Task statement
Quote the full listing below word for word, leaving out no line.

Excerpted records
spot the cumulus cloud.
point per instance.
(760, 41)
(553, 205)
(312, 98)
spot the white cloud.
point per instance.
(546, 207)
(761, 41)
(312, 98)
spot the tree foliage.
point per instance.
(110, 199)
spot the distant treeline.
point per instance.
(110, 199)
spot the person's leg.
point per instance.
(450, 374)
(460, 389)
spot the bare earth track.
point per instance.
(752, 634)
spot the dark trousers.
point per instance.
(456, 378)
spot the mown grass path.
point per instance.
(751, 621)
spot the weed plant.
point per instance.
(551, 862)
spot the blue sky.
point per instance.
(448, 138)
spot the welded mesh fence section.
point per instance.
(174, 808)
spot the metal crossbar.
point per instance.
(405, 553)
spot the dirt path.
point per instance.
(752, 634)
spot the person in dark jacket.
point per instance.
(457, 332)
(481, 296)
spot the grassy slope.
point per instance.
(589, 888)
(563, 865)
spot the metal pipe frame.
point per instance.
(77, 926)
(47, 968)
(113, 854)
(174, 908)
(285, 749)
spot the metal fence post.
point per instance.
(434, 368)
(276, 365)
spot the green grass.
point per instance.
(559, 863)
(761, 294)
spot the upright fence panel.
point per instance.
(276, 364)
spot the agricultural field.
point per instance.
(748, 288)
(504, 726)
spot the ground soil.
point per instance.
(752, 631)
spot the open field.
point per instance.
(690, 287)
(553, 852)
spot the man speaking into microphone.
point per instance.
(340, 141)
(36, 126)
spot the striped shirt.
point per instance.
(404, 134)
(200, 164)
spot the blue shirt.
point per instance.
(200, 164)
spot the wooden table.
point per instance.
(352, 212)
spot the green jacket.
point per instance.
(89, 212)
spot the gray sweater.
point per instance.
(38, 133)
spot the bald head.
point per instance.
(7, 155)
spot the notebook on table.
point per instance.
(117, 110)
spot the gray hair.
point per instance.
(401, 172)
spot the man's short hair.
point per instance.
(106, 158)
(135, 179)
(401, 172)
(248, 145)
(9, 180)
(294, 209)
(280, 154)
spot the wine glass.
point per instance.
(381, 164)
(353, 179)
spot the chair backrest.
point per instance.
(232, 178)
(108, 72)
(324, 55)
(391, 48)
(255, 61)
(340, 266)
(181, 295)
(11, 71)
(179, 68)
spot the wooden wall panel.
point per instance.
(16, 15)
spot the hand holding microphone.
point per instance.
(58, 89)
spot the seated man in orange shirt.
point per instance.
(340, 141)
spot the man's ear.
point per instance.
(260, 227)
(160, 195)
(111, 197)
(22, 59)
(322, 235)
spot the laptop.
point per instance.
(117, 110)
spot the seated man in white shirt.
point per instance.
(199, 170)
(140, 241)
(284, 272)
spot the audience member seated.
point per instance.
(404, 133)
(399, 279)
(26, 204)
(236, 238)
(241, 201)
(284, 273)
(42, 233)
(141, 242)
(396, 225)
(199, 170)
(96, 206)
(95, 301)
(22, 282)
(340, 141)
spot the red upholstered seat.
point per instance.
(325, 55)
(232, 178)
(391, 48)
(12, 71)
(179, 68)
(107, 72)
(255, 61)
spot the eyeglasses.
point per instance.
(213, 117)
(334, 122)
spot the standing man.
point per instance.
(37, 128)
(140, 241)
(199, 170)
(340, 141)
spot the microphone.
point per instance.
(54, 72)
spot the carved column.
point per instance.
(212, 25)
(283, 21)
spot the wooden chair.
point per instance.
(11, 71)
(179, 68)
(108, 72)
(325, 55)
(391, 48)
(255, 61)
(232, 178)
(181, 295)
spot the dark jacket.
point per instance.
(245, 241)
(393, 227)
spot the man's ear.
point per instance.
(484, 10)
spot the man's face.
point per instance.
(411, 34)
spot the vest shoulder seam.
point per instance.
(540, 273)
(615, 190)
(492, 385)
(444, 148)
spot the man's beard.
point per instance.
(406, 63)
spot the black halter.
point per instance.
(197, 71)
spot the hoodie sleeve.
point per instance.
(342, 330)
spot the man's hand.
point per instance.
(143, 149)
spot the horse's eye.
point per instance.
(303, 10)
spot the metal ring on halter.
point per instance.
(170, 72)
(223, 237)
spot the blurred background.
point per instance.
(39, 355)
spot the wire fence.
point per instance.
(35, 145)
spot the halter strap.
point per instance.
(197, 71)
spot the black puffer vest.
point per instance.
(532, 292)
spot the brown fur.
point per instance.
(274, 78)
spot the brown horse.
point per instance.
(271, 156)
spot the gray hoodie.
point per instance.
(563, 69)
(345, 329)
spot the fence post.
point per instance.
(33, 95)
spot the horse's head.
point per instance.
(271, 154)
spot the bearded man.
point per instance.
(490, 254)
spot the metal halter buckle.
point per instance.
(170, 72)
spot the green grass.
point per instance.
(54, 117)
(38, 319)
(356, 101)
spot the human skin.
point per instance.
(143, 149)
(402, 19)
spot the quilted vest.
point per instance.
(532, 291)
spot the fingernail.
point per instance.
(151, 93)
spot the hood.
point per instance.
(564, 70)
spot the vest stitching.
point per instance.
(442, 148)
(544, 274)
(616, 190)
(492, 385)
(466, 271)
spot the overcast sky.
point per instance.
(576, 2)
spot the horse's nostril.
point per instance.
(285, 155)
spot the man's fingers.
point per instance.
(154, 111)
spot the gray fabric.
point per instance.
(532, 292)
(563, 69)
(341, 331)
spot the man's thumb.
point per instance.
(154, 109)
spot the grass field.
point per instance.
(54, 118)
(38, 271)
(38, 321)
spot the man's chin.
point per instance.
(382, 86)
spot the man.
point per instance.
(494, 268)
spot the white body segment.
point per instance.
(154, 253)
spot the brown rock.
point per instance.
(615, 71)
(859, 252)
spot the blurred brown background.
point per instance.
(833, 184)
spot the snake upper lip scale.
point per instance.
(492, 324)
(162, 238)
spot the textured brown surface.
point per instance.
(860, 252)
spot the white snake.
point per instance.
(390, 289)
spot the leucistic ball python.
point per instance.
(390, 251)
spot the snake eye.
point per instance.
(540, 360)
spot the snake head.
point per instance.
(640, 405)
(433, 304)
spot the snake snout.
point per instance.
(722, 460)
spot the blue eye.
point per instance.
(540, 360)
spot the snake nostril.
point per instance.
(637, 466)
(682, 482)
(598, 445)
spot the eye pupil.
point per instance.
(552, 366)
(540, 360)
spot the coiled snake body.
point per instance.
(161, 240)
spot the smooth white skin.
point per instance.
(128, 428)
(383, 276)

The result
spot the cumulus cloud.
point per instance.
(760, 41)
(553, 205)
(312, 98)
spot the white cloud.
point per instance.
(546, 207)
(761, 41)
(312, 98)
spot the tree foliage.
point per instance.
(110, 199)
spot the distant treeline.
point per instance.
(110, 199)
spot the person's leg.
point per instance.
(450, 374)
(460, 389)
spot the bare earth track.
point per instance.
(752, 634)
spot the dark trousers.
point per instance.
(456, 378)
spot the mown grass path.
point per instance.
(751, 621)
spot the weed plant.
point per instance.
(551, 862)
spot the blue sky.
point per instance.
(448, 138)
spot the welded mesh fence section.
point per instance.
(174, 808)
spot the metal crossbar.
point per instance.
(405, 553)
spot the dirt path.
point per instance.
(752, 634)
spot the person in dark jacket.
point per instance.
(457, 332)
(481, 296)
spot the grassy slope.
point per instance.
(589, 888)
(563, 865)
spot the metal pipe frame.
point per instance.
(77, 926)
(47, 968)
(113, 854)
(174, 908)
(285, 749)
spot the metal fence post.
point per instance.
(434, 368)
(276, 365)
spot the green grass.
point per instance.
(559, 863)
(761, 294)
spot the upright fence panel.
point per instance.
(276, 364)
spot the agricultural field.
point per instance.
(748, 288)
(504, 726)
spot the ground soil.
point per instance.
(752, 631)
spot the open field.
point per instance.
(690, 287)
(553, 852)
spot the man speaking into microphone.
point per instance.
(340, 141)
(36, 126)
spot the striped shirt.
point per instance.
(404, 134)
(200, 164)
spot the blue shirt.
point per instance.
(200, 164)
spot the wooden table.
point per instance.
(352, 212)
spot the green jacket.
point per instance.
(89, 212)
spot the gray sweater.
point per instance.
(38, 133)
spot the bald head.
point per instance.
(7, 155)
spot the notebook on table.
point per instance.
(117, 110)
spot the gray hair.
point per instance.
(401, 172)
spot the man's short hair.
point per instance.
(106, 158)
(135, 179)
(401, 172)
(248, 145)
(9, 180)
(294, 209)
(280, 154)
spot the wine glass.
point per instance.
(381, 164)
(353, 179)
spot the chair backrest.
point per instance.
(232, 178)
(108, 72)
(324, 55)
(391, 48)
(255, 61)
(340, 266)
(181, 295)
(11, 71)
(179, 68)
spot the wooden wall panel.
point per instance.
(16, 15)
spot the hand holding microphone.
point per instance.
(58, 89)
spot the seated man in orange shirt.
point per instance.
(340, 141)
spot the man's ear.
point per instance.
(260, 227)
(160, 195)
(111, 197)
(22, 59)
(322, 235)
spot the laptop.
point per instance.
(117, 110)
spot the seated man in white shirt.
point per instance.
(199, 170)
(140, 241)
(284, 272)
spot the audience member seated.
point per instance.
(404, 133)
(399, 279)
(26, 204)
(236, 238)
(241, 201)
(284, 273)
(42, 233)
(141, 242)
(396, 225)
(199, 170)
(96, 206)
(95, 301)
(22, 282)
(340, 141)
spot the red upholstered seat.
point per instance.
(325, 55)
(232, 178)
(391, 48)
(12, 71)
(179, 68)
(107, 72)
(255, 61)
spot the eyeglasses.
point per instance.
(213, 117)
(334, 122)
spot the standing man.
point per instance.
(37, 128)
(140, 241)
(199, 170)
(340, 141)
spot the microphone.
point per instance.
(54, 72)
spot the carved column.
point per instance.
(212, 25)
(283, 21)
spot the wooden chair.
point per instance.
(11, 71)
(179, 68)
(108, 72)
(325, 55)
(391, 48)
(255, 61)
(232, 178)
(181, 295)
spot the dark jacket.
point per instance.
(245, 241)
(393, 227)
spot the man's ear.
point per instance.
(484, 10)
spot the man's face.
point per instance.
(411, 34)
spot the vest shoulder seam.
point per instance.
(540, 273)
(615, 190)
(492, 385)
(444, 148)
spot the man's beard.
point per instance.
(406, 63)
spot the black halter.
point per instance.
(197, 71)
spot the hoodie sleeve.
point per instance.
(342, 330)
spot the man's hand.
point per instance.
(143, 149)
spot the horse's eye.
point per instance.
(303, 10)
spot the metal ring on halter.
point per instance.
(170, 72)
(223, 237)
spot the blurred background.
point per instance.
(39, 355)
spot the wire fence.
point per instance.
(35, 145)
spot the halter strap.
point per instance.
(197, 71)
spot the black puffer vest.
point per instance.
(532, 292)
spot the brown fur.
point per instance.
(274, 78)
spot the brown horse.
point per instance.
(271, 156)
spot the gray hoodie.
point per instance.
(563, 69)
(345, 329)
spot the fence post.
point per instance.
(33, 95)
spot the horse's head.
point per instance.
(271, 154)
spot the bearded man.
point per instance.
(490, 254)
spot the metal halter buckle.
point per instance.
(170, 72)
spot the green grass.
point per instance.
(54, 117)
(38, 319)
(356, 101)
spot the human skin.
point per instance.
(143, 149)
(402, 19)
spot the quilted vest.
point per instance.
(532, 291)
spot the fingernail.
point per instance.
(151, 93)
spot the hood.
point per instance.
(564, 70)
spot the vest stitching.
point per instance.
(442, 148)
(544, 274)
(616, 190)
(492, 385)
(466, 271)
spot the overcast sky.
point per instance.
(576, 2)
spot the horse's nostril.
point per instance.
(285, 155)
spot the man's fingers.
point per instance.
(154, 111)
spot the gray fabric.
point per instance.
(532, 292)
(563, 69)
(341, 331)
spot the man's thumb.
point per instance.
(154, 109)
spot the grass field.
point per instance.
(54, 118)
(38, 271)
(38, 321)
spot the man's chin.
point per instance.
(382, 86)
spot the man.
point per instance.
(494, 268)
spot the white body segment.
point per instance.
(154, 253)
spot the brown rock.
point per instance.
(615, 71)
(859, 252)
spot the blurred brown background.
point per instance.
(833, 184)
spot the snake upper lip scale.
point per instance.
(492, 324)
(162, 238)
spot the textured brown surface.
point per instance.
(860, 252)
spot the white snake.
point per instance.
(390, 289)
spot the leucistic ball python.
point per instance.
(390, 251)
spot the snake eye.
point per instance.
(540, 360)
spot the snake head.
point per instance.
(640, 405)
(433, 304)
spot the snake snout.
point per instance.
(722, 460)
spot the blue eye.
point per instance.
(540, 360)
spot the snake nostril.
point per instance.
(637, 466)
(682, 482)
(598, 445)
spot the eye pupil.
point per instance.
(552, 366)
(540, 360)
spot the coiled snake body.
point per instance.
(161, 240)
spot the smooth white skin.
point per instance.
(128, 428)
(383, 276)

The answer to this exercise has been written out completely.